Retype the material below line for line, without changes, and omit the pictures.

### DATA IN THIS EXERCISE:
<<<<
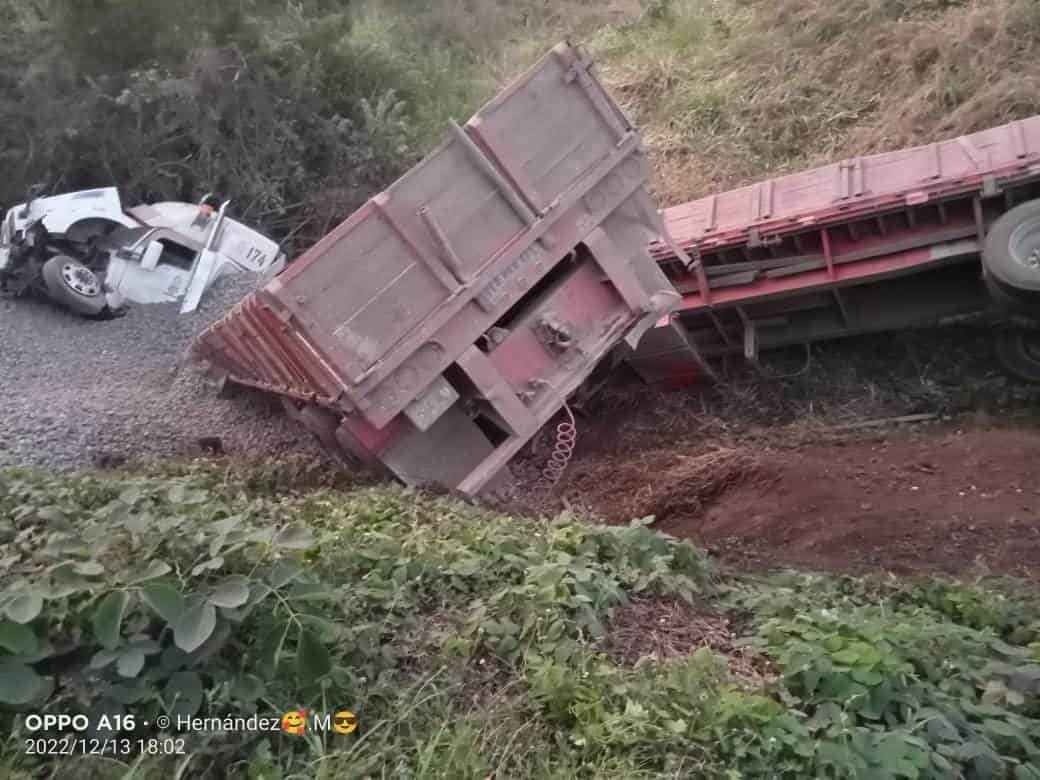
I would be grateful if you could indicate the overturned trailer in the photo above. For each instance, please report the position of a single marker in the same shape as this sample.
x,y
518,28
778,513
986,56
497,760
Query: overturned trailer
x,y
882,242
442,325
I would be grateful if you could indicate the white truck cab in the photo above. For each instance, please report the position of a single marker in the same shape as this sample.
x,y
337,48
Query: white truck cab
x,y
89,254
>>>>
### OUTPUT OF THE EXERCISE:
I would be grateful if you could indicate the overturned trailer in the photo above. For each instance, please report the position of a single marker in the same shape as this sample.
x,y
518,28
778,513
986,56
497,760
Query: overturned trailer
x,y
882,242
442,325
I would be grateful if you could indicate the white truck cab in the photo above. For each instance, please report the position of a single marker in the same shape as this sample.
x,y
337,48
Query: white truck cab
x,y
89,254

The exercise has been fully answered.